Given problem =>
Revise the lines from the one containing "Can you spot the dog's eye" through the one containing "x=194, y=207", replacing "instance" with "occurrence" and changing nothing else. Output only those lines.

Information supplied =>
============

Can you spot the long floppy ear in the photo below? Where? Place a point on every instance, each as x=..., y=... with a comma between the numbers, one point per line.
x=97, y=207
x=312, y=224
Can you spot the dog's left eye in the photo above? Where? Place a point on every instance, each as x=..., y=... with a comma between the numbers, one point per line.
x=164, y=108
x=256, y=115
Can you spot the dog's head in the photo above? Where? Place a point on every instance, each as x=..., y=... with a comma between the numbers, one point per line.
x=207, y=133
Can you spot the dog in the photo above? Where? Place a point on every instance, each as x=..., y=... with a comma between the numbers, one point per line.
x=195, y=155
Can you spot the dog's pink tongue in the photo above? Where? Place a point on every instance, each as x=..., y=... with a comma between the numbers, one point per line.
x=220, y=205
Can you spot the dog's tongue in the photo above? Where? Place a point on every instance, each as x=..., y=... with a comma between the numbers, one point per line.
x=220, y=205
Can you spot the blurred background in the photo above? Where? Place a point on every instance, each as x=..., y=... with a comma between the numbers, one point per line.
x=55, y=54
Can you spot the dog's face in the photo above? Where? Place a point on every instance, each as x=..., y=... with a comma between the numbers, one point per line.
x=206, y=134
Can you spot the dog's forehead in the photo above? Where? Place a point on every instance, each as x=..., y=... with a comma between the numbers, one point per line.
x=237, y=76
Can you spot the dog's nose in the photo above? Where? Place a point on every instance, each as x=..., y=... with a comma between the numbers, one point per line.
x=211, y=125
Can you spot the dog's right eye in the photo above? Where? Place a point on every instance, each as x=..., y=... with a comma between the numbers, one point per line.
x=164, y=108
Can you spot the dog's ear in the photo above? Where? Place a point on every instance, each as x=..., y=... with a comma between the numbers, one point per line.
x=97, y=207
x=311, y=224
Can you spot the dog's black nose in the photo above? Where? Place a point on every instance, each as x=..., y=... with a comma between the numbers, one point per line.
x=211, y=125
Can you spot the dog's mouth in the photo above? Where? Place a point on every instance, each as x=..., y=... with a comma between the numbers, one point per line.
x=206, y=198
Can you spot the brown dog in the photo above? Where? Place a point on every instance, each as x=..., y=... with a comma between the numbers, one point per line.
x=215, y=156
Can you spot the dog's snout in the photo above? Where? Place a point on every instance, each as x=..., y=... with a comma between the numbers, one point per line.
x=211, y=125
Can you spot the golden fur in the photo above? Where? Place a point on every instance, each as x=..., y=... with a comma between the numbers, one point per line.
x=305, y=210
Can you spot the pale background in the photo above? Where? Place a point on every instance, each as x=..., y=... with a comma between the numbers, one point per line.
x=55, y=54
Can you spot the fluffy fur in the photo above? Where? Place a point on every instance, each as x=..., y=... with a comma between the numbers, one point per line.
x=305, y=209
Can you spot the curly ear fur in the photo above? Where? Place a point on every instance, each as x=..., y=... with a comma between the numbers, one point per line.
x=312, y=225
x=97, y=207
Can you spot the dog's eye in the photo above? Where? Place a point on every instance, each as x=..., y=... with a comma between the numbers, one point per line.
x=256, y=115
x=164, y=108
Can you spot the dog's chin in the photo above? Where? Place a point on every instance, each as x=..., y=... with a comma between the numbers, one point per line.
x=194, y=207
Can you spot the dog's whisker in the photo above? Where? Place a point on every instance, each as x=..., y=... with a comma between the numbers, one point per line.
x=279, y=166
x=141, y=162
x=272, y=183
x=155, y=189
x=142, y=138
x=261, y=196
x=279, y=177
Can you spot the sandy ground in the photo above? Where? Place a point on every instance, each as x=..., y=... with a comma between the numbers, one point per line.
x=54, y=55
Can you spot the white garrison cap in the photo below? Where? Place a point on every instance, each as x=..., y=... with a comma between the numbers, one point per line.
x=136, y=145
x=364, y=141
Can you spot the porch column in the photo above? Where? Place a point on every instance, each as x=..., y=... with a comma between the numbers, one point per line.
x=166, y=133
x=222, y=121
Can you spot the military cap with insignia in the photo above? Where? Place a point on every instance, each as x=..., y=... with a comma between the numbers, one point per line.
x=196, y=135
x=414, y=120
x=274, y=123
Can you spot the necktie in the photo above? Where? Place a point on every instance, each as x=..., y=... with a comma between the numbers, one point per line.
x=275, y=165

============

The solution =>
Can you spot the dog's eye in the photo above? Where? Place a point on every occurrence, each as x=..., y=... with a comma between the numbers, one point per line.
x=256, y=115
x=164, y=108
Can you spot the dog's chin in the photo above? Where? Place a point on every occurrence, each as x=..., y=... with a comma between the numbers, one point per line.
x=194, y=207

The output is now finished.